Top of Data
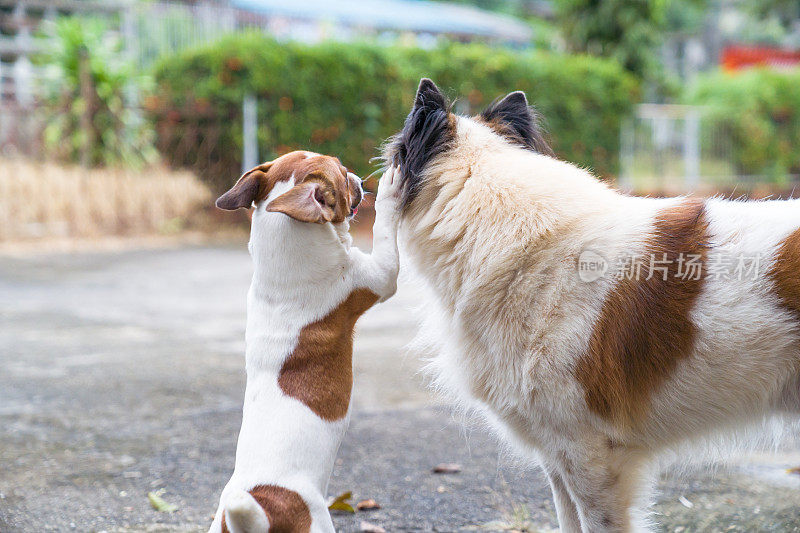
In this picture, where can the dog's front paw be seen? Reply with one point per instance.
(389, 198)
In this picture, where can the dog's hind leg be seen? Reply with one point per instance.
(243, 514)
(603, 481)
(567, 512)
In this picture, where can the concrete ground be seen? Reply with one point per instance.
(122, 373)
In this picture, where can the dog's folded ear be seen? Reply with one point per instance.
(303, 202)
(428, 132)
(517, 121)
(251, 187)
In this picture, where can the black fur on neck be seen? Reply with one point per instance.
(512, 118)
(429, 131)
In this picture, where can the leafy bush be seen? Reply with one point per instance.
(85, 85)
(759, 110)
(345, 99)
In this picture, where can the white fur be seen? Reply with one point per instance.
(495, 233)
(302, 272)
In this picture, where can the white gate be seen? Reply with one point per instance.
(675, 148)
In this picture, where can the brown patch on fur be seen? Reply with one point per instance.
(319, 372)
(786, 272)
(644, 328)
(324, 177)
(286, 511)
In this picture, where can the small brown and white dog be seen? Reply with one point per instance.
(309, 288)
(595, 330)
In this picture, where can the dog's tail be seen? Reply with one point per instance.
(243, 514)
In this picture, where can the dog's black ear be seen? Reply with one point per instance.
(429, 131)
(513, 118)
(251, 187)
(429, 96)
Bottom of Data
_Directions_:
Here the job is to print all the data exactly, skipping any image.

_Answer area_:
In this picture, where can the dog's front paw be seen? Reply with one point per instance.
(389, 198)
In this picture, where can the dog's hind leg be seen? Reply with one point per instance.
(243, 514)
(603, 481)
(567, 512)
In this picture, where can the concrete ground be seen? Reply with one point per instance.
(122, 373)
In this picture, where can the dog's folded ear be seen? Reply with one point per instance.
(303, 202)
(428, 132)
(517, 121)
(251, 187)
In this picture, where can the black fur on neck be seen? Reply with one point per instance.
(512, 118)
(429, 131)
In this picture, where can the leafy bush be seen? Reply with one point per instance.
(85, 85)
(759, 110)
(345, 99)
In this picture, where can the white fur be seen? Reply with one point per instance.
(495, 233)
(302, 272)
In this picture, where can the white gate be seen? Reply with one point per instance.
(675, 148)
In this picture, where can the brown patch on fur be seen? Reply with one point per instance.
(319, 372)
(786, 272)
(644, 328)
(324, 177)
(286, 511)
In this picture, where can the small brown and white dog be seen? Reply with one point per instance.
(309, 288)
(595, 330)
In this picture, where can the dog's tail be seen? Reply with one point per instance.
(243, 514)
In this picture, where can the dog's black ear be seen? Reply with one point per instance.
(429, 131)
(513, 118)
(251, 187)
(429, 96)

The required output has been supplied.